_What needs to be done:_
Pick up at the line with "Exercise. Label the mat". Write it out exactly, along with each later line through the end of the data, and nothing more.
------ Data listing
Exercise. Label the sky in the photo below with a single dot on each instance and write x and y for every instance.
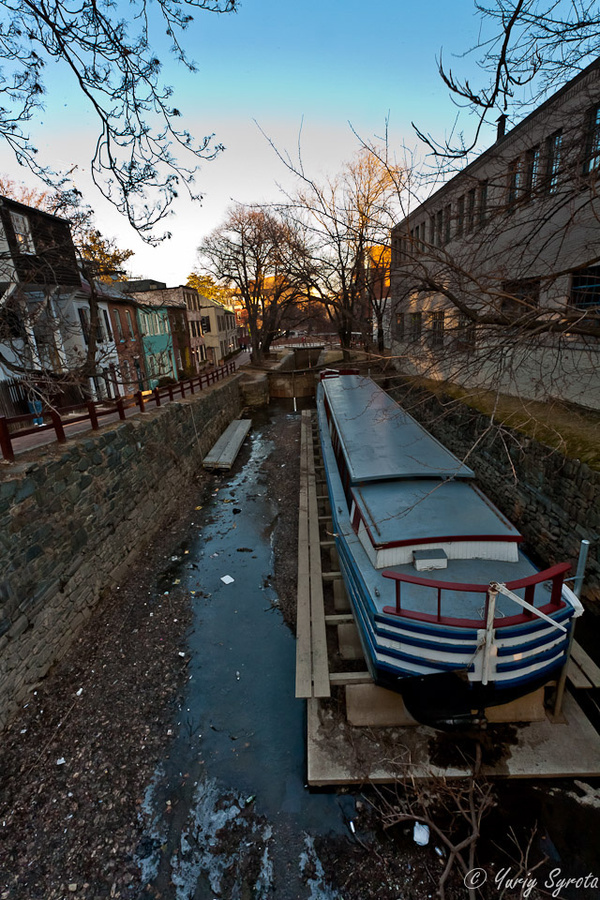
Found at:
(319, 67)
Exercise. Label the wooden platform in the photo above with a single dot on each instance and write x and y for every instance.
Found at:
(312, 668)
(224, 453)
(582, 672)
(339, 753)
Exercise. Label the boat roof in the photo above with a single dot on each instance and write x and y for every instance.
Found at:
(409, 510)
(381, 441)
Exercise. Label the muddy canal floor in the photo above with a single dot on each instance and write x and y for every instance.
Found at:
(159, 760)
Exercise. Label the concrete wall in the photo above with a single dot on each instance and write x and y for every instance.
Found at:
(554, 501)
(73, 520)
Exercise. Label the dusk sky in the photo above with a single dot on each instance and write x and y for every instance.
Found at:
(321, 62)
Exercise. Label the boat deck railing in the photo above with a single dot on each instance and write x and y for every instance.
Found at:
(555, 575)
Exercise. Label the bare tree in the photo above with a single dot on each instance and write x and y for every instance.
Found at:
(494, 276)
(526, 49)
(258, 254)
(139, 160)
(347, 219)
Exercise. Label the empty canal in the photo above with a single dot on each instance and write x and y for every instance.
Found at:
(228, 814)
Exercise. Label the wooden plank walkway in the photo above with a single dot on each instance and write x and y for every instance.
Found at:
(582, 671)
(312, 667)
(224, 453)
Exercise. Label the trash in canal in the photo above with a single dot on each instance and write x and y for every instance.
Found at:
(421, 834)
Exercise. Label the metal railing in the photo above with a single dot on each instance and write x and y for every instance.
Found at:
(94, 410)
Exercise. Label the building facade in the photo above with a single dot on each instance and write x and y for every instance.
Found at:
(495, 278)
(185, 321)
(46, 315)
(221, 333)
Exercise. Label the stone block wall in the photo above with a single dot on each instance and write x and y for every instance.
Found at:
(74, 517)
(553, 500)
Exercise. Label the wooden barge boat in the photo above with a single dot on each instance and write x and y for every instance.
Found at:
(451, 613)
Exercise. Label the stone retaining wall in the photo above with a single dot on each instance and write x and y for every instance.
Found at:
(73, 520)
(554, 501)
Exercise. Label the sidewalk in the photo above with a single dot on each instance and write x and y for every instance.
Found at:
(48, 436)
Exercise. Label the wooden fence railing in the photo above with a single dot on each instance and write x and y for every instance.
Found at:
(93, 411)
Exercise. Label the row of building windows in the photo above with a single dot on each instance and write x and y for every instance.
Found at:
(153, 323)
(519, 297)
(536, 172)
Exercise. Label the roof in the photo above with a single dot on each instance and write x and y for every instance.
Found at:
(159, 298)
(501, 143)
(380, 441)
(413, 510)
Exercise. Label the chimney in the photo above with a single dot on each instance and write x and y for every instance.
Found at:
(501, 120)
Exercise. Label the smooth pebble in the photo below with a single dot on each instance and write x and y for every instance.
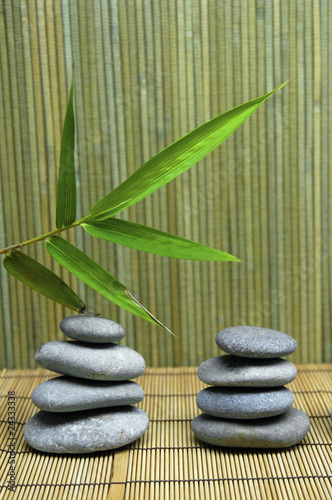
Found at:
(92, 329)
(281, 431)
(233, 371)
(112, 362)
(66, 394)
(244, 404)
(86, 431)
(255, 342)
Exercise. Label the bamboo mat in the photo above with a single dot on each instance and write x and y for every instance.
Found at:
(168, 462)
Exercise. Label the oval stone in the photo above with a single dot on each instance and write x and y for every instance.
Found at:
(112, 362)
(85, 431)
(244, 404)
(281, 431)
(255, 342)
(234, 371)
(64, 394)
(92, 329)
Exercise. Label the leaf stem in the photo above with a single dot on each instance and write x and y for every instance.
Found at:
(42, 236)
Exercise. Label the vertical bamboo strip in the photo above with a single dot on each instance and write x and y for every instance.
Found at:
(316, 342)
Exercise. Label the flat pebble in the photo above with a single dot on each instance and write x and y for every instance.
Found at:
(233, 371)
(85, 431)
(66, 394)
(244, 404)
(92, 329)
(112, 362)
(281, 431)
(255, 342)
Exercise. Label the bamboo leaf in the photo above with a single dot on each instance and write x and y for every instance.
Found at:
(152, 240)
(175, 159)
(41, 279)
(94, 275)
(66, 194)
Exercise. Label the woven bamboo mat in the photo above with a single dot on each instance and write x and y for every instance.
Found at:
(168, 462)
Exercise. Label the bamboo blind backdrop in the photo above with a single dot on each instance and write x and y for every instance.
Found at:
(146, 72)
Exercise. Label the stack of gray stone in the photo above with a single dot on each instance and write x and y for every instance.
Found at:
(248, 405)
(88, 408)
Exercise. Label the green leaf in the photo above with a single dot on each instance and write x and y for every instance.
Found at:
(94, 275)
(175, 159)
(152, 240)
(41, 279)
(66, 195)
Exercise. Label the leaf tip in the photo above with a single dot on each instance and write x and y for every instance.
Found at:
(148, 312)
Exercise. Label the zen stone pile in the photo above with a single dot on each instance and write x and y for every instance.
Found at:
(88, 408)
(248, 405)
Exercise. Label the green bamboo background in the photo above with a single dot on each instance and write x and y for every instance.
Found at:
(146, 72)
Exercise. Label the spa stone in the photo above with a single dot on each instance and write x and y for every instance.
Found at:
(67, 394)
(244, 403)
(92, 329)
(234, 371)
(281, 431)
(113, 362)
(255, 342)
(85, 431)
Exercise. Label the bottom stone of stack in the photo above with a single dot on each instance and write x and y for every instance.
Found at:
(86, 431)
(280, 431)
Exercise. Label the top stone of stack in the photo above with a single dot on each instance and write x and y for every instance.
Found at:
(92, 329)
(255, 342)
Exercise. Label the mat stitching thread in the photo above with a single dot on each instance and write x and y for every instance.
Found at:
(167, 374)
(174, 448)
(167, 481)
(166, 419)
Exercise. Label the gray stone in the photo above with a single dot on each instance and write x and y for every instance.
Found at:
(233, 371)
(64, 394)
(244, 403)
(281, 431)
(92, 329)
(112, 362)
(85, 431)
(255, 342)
------------
_Your response:_
Exercise. Label the mat stitching thread in the photo above with a single dot on each instance and write x and y for every instance.
Found at:
(167, 374)
(174, 448)
(167, 481)
(166, 419)
Exercise. Label the gray stone in the photo above with a single dot on each instance and write x and y for every instance.
Found at:
(233, 371)
(64, 394)
(244, 403)
(281, 431)
(92, 329)
(112, 362)
(85, 431)
(255, 342)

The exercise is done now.